Document passage
My son is home from college, maybe for a while, as he’s trying to figure out what to do next. He’s a good guy, so that’s cool.
I am a nurturer. I feed, clean, shop, etc. A kid will let you do that for them until you stop. Can you see where I’m going with this?
Like I said, my son’s a good kid – he’s got a job, is doing his own laundry, and helps with yard work and such. But still, I’m right there busily doing my nurture thing.
But that last few months I’ve been doing something that is completely contrary to my knee jerk nurturing reaction. I’m not buying toothpaste.
I noticed a few months ago my son (who uses the downstairs bathroom) was low on toothpaste. I walked over to the grocery list and was about to write it down when I stopped. No, I said to myself, wait and see what happens.
A few weeks went by, and he didn’t mention needing toothpaste, but I did notice a little sample tube, like the kind they give you at the dentist, on the counter. Okay, that works.

Exercise requirements
In the passage about toothpaste, which bathroom does the son use? You can skip the records; they aren't needed here.

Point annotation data
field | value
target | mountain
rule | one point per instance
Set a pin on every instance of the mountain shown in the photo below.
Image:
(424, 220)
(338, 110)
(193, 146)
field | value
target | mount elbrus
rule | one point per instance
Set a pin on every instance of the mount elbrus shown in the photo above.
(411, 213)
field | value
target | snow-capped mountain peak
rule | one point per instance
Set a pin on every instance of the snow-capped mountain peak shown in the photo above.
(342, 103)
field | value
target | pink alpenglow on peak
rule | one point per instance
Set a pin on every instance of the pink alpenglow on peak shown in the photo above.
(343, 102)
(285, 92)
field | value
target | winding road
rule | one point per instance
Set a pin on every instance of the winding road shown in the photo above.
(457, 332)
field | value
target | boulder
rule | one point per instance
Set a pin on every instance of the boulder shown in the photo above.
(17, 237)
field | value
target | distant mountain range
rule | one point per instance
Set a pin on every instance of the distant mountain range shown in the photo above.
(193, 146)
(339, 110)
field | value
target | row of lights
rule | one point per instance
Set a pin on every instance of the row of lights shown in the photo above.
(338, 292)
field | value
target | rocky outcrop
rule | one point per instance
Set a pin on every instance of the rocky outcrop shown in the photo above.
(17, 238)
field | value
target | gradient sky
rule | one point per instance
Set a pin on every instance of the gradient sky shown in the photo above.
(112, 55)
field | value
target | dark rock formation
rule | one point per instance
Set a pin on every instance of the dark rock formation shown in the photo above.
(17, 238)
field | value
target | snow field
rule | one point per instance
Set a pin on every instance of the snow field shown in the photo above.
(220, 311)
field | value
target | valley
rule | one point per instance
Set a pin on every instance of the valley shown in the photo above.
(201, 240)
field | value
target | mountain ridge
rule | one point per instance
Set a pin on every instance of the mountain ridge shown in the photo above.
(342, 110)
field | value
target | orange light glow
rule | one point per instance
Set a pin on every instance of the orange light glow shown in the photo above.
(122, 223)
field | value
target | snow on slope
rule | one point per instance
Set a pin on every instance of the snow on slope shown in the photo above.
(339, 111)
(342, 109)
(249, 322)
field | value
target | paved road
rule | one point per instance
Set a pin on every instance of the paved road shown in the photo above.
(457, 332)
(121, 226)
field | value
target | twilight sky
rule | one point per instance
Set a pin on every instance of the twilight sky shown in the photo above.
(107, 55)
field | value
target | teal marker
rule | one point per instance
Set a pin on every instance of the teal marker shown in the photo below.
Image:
==
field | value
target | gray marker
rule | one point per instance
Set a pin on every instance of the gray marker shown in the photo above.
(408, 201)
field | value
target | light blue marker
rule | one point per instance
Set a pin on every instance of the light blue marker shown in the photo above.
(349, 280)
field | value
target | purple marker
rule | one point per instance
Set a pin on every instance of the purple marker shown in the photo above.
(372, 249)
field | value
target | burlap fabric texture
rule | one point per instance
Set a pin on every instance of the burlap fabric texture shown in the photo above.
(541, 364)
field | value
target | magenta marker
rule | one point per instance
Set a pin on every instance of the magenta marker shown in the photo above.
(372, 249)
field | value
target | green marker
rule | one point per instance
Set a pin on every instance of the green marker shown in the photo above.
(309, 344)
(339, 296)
---
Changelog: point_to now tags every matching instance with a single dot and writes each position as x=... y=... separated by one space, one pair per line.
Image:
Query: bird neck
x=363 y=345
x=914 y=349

Written response
The downstairs bathroom.